What is needed:
Copy the stretch of the Nanushka article from "A display of" through "with 'elegant' fabrics.", swapping "contradiction" for "tension" wherever it occurs.

Article:
□ □ □ □ □ □ □

— October 17, 2014 —
Nanushka is our go-to favourite for comfortable-cool clothes with a unique touch. Hailing from Hungary, the brand and its designer, Sandra Sandor, can always be counted on to churn out easy chic items that you simply can't live without. Silk dresses, printed tees, sporty tops, micro shorts and easy jackets are some of the label's signature items; each season, done in lust-worthy colours and prints. This season, Nanushka took inspiration from the Australian Outback and the Flammarion Engraving, the combination of which created a colour palette of rich earthy tones and whimsical custom prints. We caught up with Sandra and her team at the buzzing (capsule) showroom during Paris Fashion Week to get up close and personal with her Spring/Summer 2015 collection. Immediately, we fell in love with the printed silks, the sporty mesh and the label's to-die-for new accessories which have expanded beyond just 1 or 2 pieces each season to a full-fledge collection. Catch our interview with Nanushka's Sandra Sandor below to get a deeper understanding of what inspired her this season.
Nanushka designer, Sandra Sandor.
The entrance to (capsule).
What was your source of inspiration this season?
Actually, this collection had two main sources of inspiration. One was Mutant Message Down Under, it's about an Aboriginal tribe and an American woman who goes with them in the dessert for two months. What really inspired me about the book was the tribe's relationship to nature. All of our prints are designed in house and all of them are reflective of this; for example, we have koalas, the starry sky and Ayers rock, the sunset. All this and the colour story reflects that. We also have a boomerang motif in our bag and it comes back in our T-shirts. This is the main motif which I used this season. We also have granite prints, which represents their ritual with stones, because this tribe has a ritual where they always take a stone which they carry through their journey. It's like a form of Kabbalah for them, it protects them, so that was the inspiration for this print. And then my second source of inspiration was the Flammarion Engraving; that's a woodcut from the 19th Century and that is more like the spiritual aspect of the whole story. The tribe is the natural part and the Engraving is the spiritual part; I always like to work with contradictions. The wood-cut shows a man who want to break through the limits of the known world to the unknown. So for one of the prints, we took the whole picture as the inspiration, but we changed all the symbols of the elements. Our print is the same thematically, but we have changed elements of it.
A glimpse at the Nanushka set-up.
A display of Nanushka look books and leather pouches to browse through.
A colour palette inspired by the Australian outback.
There's a lot of mesh this season that we've seen on the runways and in the showrooms. What is it about mesh that you're liking right now?
Mesh is also this contradiction, because I love to bring in technical fabrics, but if you look back on my collections, I always use very sporty elements. Nanushka, in the first season, really started off as a sportswear line. That's my thing, I really like comfort and practicality. The other reason is that I really like how it brings a contradiction with 'elegant' fabrics.

□ □ □ □ □ □ □

Records from a data collection:
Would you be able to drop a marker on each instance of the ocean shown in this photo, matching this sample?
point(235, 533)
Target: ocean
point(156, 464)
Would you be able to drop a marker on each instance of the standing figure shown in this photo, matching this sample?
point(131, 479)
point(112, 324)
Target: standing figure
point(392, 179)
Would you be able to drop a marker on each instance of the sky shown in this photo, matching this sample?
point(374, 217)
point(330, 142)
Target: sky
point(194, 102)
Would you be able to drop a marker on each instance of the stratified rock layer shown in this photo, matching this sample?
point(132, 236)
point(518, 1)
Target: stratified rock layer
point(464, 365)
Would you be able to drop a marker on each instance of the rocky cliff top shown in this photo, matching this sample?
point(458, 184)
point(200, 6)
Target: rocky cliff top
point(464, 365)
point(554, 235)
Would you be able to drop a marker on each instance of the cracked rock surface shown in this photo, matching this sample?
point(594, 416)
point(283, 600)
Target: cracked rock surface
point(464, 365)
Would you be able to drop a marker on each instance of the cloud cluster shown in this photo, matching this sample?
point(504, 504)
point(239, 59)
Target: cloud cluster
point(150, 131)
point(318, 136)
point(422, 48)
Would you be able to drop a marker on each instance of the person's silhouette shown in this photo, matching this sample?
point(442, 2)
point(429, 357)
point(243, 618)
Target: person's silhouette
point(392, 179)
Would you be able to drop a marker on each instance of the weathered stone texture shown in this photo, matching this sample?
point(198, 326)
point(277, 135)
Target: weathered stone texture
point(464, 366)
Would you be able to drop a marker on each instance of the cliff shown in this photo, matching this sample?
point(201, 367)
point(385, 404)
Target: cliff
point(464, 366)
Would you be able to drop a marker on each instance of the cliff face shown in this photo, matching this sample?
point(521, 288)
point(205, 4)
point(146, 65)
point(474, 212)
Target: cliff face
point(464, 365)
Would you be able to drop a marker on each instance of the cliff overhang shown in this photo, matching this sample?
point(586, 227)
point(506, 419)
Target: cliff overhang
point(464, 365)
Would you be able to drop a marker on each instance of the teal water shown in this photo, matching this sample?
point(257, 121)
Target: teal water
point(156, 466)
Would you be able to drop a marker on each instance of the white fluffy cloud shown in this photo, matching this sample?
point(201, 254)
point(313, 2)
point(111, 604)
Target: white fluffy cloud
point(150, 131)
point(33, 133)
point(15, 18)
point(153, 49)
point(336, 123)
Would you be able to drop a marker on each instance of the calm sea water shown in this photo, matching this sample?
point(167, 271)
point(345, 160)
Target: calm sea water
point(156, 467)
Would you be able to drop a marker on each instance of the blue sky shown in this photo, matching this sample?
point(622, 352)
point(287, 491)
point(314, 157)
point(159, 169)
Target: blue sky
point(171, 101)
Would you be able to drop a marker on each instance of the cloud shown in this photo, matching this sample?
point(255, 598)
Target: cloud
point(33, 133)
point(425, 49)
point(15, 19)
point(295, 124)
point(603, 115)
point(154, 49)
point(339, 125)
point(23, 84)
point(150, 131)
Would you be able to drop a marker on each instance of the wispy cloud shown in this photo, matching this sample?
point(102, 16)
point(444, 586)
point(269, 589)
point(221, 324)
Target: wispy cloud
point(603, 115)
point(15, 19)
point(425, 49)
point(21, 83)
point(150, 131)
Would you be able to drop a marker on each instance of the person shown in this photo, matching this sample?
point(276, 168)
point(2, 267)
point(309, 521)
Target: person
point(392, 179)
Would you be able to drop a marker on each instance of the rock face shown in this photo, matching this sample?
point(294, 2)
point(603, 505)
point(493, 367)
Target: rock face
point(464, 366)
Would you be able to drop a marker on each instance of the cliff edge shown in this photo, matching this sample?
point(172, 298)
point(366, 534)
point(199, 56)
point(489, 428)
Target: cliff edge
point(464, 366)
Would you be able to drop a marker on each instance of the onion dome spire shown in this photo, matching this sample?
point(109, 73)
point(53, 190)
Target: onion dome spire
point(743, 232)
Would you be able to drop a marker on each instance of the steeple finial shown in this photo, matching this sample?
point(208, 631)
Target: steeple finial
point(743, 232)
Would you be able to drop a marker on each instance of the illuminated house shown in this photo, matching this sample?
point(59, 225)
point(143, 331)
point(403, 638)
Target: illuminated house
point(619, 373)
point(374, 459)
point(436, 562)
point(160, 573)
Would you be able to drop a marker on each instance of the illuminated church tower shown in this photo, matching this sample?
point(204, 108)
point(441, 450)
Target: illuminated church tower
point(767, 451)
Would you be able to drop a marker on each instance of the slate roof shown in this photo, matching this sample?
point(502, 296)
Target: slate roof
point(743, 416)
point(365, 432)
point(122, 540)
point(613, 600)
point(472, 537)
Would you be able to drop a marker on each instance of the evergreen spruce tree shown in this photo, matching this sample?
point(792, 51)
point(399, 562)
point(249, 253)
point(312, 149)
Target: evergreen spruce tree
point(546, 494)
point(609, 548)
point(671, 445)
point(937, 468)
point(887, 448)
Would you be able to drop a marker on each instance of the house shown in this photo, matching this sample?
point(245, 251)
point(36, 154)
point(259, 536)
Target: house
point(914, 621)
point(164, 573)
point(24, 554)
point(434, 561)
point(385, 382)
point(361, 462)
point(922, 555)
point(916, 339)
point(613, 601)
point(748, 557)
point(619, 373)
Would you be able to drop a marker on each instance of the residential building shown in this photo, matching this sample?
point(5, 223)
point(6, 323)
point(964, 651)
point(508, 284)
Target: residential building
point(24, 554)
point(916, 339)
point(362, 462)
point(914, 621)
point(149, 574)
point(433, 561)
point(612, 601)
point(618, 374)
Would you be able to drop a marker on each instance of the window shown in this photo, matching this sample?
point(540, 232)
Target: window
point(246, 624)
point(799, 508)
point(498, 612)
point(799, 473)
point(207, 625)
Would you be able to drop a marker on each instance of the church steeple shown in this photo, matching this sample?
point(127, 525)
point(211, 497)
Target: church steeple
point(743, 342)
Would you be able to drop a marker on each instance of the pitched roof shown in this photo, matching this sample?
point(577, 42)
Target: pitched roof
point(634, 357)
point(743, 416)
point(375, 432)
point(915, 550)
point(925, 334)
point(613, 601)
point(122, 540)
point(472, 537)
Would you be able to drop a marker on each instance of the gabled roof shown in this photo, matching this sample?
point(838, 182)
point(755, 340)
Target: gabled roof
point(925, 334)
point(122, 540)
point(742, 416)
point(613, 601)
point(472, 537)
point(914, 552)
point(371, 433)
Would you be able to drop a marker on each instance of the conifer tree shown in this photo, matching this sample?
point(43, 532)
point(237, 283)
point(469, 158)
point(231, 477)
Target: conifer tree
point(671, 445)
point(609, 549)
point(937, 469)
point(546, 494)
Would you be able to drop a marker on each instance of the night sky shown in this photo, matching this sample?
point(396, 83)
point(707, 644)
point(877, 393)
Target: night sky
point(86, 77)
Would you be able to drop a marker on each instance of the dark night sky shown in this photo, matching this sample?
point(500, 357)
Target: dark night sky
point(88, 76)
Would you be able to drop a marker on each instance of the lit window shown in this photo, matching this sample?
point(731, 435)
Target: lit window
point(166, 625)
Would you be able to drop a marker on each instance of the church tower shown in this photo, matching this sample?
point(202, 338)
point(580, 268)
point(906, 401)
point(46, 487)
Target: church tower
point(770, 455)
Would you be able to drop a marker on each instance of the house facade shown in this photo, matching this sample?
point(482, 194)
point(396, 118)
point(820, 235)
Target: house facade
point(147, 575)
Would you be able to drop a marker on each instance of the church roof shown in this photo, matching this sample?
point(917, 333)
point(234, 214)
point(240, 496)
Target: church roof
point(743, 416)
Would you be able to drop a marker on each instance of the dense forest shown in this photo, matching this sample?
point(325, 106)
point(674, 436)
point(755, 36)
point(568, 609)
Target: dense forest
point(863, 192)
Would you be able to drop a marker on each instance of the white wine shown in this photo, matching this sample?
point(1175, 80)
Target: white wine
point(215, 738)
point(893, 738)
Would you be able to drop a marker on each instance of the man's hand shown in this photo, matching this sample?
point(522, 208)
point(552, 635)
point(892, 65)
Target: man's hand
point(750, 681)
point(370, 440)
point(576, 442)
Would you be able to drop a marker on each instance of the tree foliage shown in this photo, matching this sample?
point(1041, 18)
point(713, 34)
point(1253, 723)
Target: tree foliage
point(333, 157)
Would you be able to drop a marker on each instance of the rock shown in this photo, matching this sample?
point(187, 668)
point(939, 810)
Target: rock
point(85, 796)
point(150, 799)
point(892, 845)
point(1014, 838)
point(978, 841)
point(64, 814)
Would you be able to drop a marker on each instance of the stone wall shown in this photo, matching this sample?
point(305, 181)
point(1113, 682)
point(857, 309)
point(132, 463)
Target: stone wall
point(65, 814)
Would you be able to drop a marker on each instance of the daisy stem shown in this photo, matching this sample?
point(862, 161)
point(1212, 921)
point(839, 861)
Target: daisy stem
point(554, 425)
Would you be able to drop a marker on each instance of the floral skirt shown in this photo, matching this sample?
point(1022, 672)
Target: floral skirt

□ □ □ □ □ □ □

Solution for this exercise:
A display of Nanushka look books and leather pouches to browse through.
A colour palette inspired by the Australian outback.
There's a lot of mesh this season that we've seen on the runways and in the showrooms. What is it about mesh that you're liking right now?
Mesh is also this tension, because I love to bring in technical fabrics, but if you look back on my collections, I always use very sporty elements. Nanushka, in the first season, really started off as a sportswear line. That's my thing, I really like comfort and practicality. The other reason is that I really like how it brings a tension with 'elegant' fabrics.